What to work on –
Write out the entries again from the line with "Examine the photo above and find every instance of woman's hand." to the line with "[268,231,733,685]", both ends included, with the requests kept as they are. Shift every bounding-box coordinate in the answers by -131.

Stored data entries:

:::::

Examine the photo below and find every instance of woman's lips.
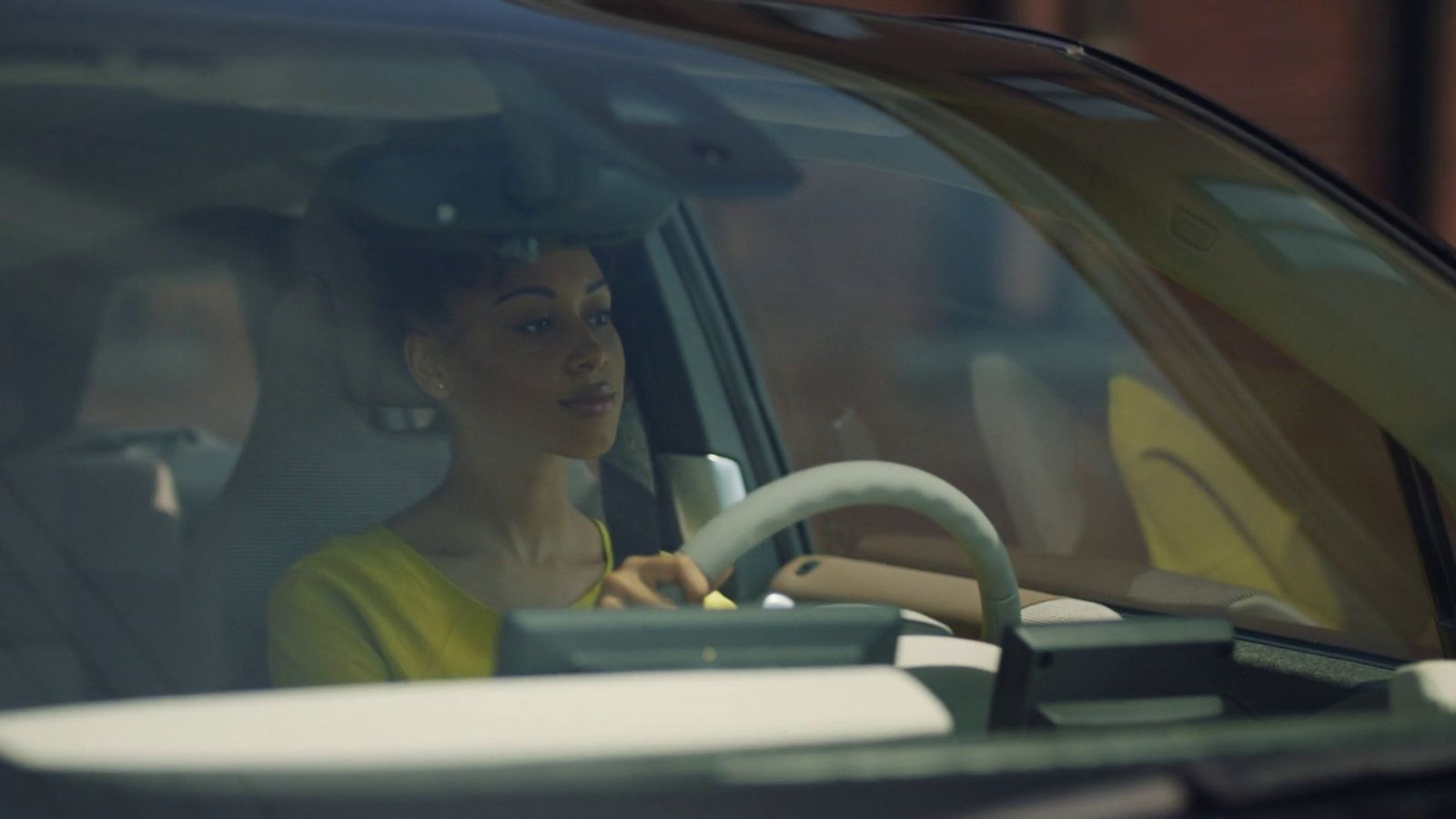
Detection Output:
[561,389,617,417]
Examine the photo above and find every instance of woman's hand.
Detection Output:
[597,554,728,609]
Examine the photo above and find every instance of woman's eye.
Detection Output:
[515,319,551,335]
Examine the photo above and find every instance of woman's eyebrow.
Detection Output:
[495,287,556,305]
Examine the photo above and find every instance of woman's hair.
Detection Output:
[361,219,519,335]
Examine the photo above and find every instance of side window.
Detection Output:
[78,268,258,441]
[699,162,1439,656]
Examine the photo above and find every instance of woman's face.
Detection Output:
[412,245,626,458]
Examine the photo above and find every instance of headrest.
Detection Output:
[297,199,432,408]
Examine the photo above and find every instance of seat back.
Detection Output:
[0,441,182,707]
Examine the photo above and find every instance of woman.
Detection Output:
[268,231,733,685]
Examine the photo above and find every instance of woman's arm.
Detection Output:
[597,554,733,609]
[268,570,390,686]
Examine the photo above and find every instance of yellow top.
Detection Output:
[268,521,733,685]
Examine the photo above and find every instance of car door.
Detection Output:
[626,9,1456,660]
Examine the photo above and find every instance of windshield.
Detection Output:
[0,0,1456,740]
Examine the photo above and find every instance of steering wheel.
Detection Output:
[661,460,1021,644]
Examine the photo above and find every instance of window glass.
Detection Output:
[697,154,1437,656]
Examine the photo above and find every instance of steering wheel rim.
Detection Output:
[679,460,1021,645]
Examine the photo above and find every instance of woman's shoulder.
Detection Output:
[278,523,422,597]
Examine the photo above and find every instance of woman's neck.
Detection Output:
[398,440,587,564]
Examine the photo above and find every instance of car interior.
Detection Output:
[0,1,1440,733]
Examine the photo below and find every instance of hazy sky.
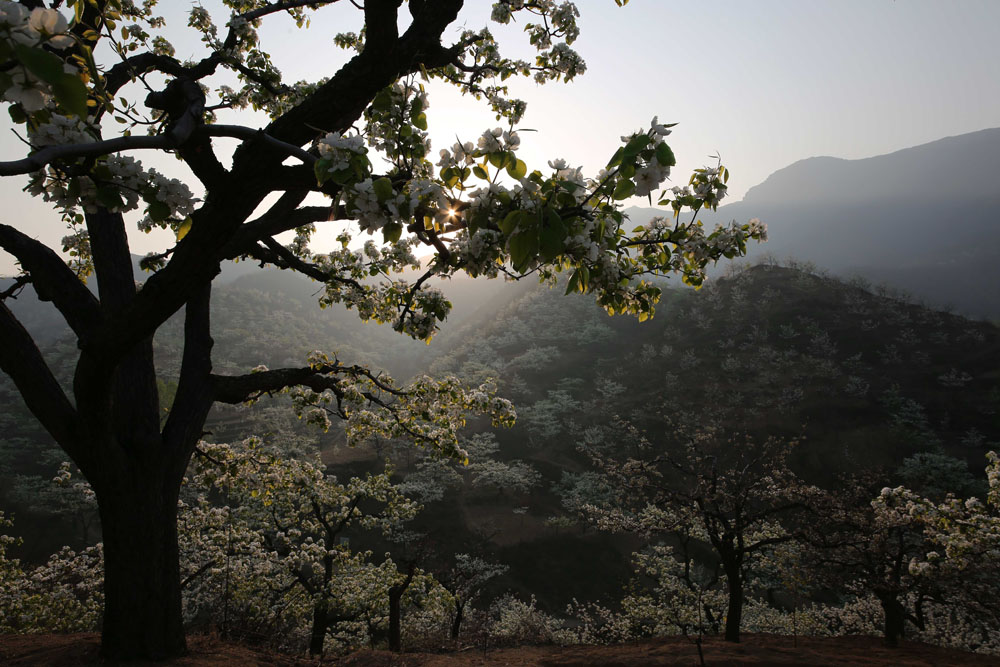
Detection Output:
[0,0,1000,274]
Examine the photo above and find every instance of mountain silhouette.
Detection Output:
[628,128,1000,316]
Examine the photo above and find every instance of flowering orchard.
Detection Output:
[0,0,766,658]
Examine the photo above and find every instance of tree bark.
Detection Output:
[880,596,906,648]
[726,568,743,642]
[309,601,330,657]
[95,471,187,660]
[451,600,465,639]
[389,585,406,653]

:::::

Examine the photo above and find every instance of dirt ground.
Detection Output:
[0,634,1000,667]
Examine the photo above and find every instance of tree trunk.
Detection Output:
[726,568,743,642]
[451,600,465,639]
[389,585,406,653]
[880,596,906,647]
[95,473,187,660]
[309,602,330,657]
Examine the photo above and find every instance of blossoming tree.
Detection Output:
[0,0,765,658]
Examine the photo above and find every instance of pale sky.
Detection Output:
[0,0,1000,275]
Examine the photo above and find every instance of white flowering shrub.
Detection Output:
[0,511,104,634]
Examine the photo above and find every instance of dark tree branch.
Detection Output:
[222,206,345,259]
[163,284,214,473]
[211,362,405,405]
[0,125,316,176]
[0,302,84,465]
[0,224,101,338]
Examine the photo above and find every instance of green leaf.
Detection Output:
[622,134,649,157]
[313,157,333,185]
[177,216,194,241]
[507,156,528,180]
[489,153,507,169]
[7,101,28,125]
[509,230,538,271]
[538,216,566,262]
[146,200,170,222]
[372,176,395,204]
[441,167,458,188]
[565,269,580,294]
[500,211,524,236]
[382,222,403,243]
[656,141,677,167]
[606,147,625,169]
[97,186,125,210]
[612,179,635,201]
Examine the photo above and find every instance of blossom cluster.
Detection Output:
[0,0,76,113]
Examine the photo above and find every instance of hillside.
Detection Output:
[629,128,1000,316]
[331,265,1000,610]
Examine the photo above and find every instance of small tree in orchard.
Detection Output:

:::::

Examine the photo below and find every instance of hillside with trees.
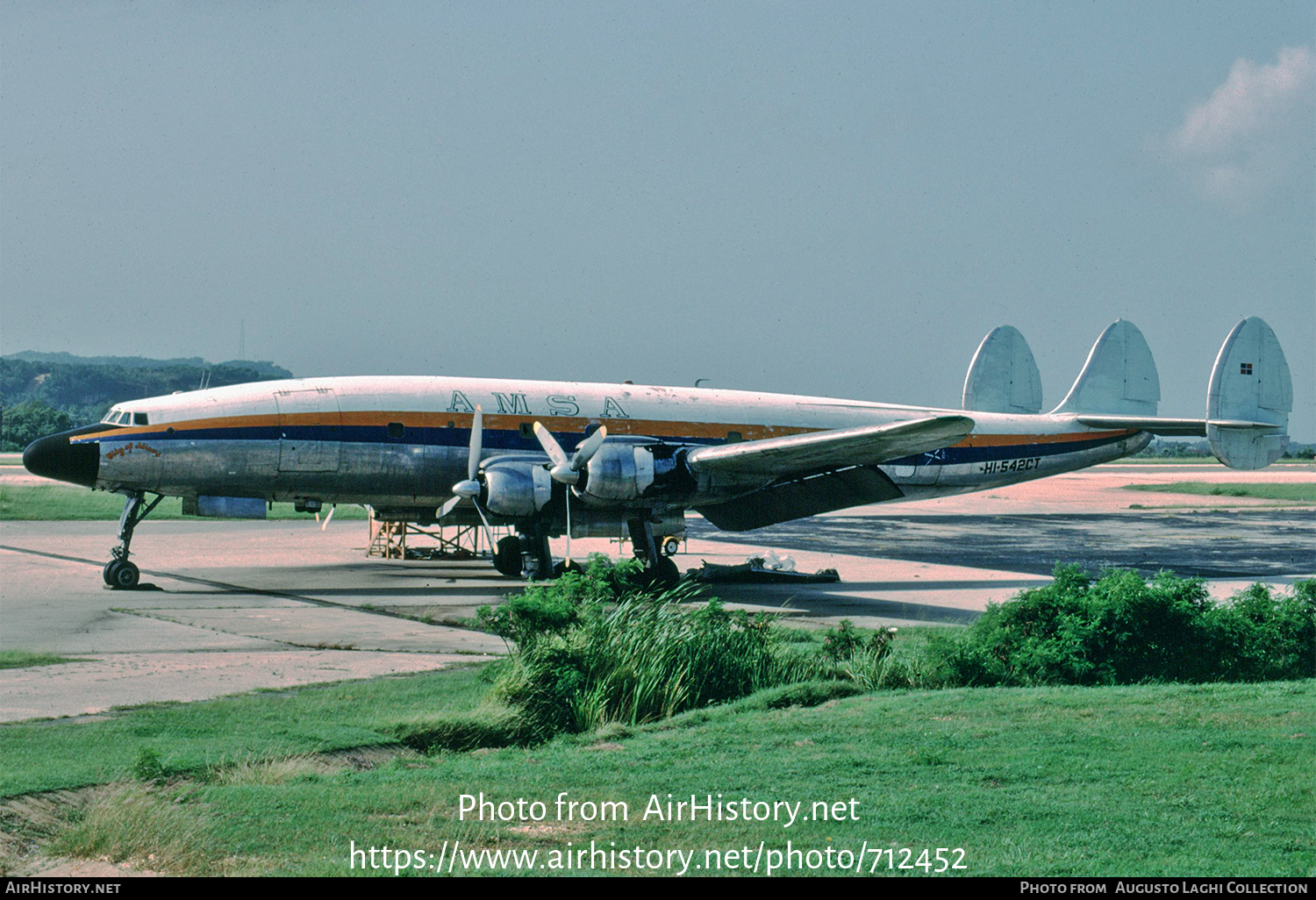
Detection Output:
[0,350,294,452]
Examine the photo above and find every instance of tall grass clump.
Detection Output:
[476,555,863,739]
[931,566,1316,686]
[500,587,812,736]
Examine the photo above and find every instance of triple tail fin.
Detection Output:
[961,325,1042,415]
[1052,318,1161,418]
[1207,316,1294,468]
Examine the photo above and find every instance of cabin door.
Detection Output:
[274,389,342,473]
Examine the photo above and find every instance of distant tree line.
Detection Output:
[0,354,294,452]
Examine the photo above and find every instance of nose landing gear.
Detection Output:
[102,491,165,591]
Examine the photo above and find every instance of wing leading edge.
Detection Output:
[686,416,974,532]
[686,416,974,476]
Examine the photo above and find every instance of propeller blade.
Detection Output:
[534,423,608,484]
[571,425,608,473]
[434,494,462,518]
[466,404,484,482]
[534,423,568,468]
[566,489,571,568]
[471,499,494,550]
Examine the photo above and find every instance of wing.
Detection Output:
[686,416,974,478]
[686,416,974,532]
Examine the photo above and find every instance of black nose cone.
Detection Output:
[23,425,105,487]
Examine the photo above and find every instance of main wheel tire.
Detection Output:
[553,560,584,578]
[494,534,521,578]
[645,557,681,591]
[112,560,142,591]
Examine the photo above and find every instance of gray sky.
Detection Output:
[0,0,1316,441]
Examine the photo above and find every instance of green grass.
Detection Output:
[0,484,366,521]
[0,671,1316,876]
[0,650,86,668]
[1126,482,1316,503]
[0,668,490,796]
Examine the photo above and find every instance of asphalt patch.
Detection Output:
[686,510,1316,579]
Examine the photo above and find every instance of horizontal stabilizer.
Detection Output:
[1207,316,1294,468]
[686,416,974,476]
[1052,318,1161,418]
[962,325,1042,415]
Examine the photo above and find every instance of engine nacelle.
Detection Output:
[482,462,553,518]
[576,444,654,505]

:::::

Result –
Examine the photo above and find every instance of woman's hand.
Detection Output:
[466,423,597,478]
Examine the photo above and find every instance of woman's eye.
Detection Output:
[384,188,420,204]
Examine the photo above and find every instance of woman's eyebrow.
Detection Output:
[364,156,425,174]
Examine the photo above and find every instance of woman's hair.
Detection Output:
[230,88,388,204]
Examine the photo above and find every instance of side window.
Detection Output:
[-53,137,127,310]
[568,31,1308,525]
Examine the photo above and find every instance of woman's face.
Detection Output:
[281,114,495,327]
Examine the photo above and find every instance of headrest.
Detection Output:
[166,68,301,277]
Examine the photo above and find every instance of seat back.
Detection Output:
[-131,310,51,576]
Examine the photo above and find every instance of woman.
Detection Output:
[137,100,602,554]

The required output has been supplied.